──────── TEXTAUSZUG ────────
Das kann niemand aus der Ferne beurteilen, weil keiner von uns hellsehen kann.

Ich würde dir / euch dringend empfehlen, externen Support einzubeziehen, weil Webserver eben kein Kinderspiel sind. Je nachdem, was auf den Intranet-Seiten läuft, kann es u.U. auch zum Umsatzausfall kommen, wenn Mitarbeiter zum Arbeiten darauf zugreifen müssen und aufgrund irgendeines technischen Fehlers nicht können.
Wenn an meinem Vorschlag Interesse besteht, würde ich dich bitten, mir einfach mal eine Email / PN an info /at/ busoft /punkt/ de mit Kontaktdaten zukommen zu lassen, so dass wir eure Bedürfnisse mal besprechen könnten, damit ich euch ein günstiges Angebot zur Wartung zukommen lassen könnte.

P.S.: Eine Linux-Distribution namens "Armstrong" gibt es nicht.


----------



## Neurodeamon (19. Januar 2006)

Und man soll sich nicht wundern das so viele Firmen probleme mit der Sicherheit haben?
_"Wozu einen Mitarbeiter vom Fach für die Server? Herr Sowieso aus der Buchhaltung kann sich ja ein Buch kaufen und das Ding verwalten..."_


----------



## uhuwe (12. Februar 2006)

Wenn du an den Server rankommst wo sich HP-Files befinden dann mach mal ne neue Datei wo du rein schreibst <?php echo phpinfo();?> und für die dann mal aus.
──────── MATERIAL ────────
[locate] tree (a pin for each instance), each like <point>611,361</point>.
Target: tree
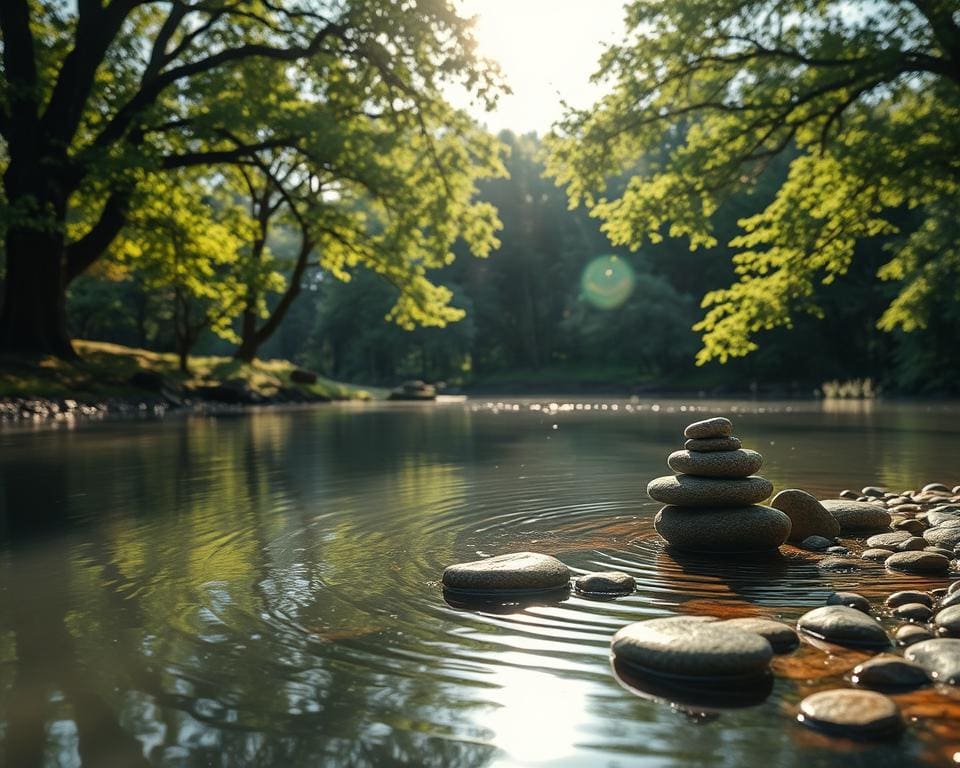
────────
──────── MATERIAL ────────
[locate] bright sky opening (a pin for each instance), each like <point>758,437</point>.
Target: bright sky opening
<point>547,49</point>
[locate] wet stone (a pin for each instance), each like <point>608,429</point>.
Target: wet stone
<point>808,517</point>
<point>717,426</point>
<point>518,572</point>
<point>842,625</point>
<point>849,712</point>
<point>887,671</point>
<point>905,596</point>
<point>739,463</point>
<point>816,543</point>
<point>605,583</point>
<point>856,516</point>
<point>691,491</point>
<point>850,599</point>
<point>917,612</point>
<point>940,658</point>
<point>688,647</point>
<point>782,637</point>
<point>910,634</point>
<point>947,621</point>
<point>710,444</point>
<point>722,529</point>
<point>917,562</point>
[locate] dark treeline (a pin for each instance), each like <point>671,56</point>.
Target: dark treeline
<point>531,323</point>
────────
──────── MATERIAL ────────
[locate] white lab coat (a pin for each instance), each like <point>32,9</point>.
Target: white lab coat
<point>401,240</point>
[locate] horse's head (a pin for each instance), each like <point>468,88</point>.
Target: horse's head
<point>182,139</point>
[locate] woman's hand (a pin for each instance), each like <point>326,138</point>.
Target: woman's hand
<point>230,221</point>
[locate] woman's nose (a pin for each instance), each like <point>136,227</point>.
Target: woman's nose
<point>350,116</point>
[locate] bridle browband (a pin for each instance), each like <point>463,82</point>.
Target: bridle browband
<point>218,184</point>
────────
ANWEISUNG ZUR AUFGABE:
Führe die Forumsdiskussion über den Intranet-Webserver aus dem Textauszug fort und beginne direkt nach ihrem letzten Satz.

ERGEBNIS:
----------



## Pre7ender (9. März 2006)

uhuwe hat gesagt.:
			
		

> Wenn du an den Server rankommst wo sich HP-Files befinden dann mach mal ne neue Datei wo du rein schreibst <?php echo phpinfo();?> und für die dann mal aus.


er hat die php version ja bereits herausgefunden  zudem brauchst du den echo befehl dazu nicht. aber egal 

zu deiner frage bezüglich "web" eintippen, das wird mittels DNS geregelt.
mach mal ein "nslookup www.deinserver.com", egal von wo, geht sowohl auf windows als auch auf linux.
dann siehst du die addresse des dns servers, log dich da ein und such die konfig files. wenn auch da linux/unix verwendet wird, wird üblicherweise Bind als dns server verwendet.
setzt dann auf diesem system einfach mal ein "find / -name named.conf" ab, das ist die haubt konfig datei des nameservers.. darin siehst du dann wo die einzelnen zonen und domains verwaltet werden etc.
da drin steht dann irgendwo die addresse des webservers und wahrscheindlich ein alias "web".
überprüfe ob da alles korrekt drin steht, IP addressen etc. und ob dieser web eintrag überhaubt irgendwo vorhanden ist.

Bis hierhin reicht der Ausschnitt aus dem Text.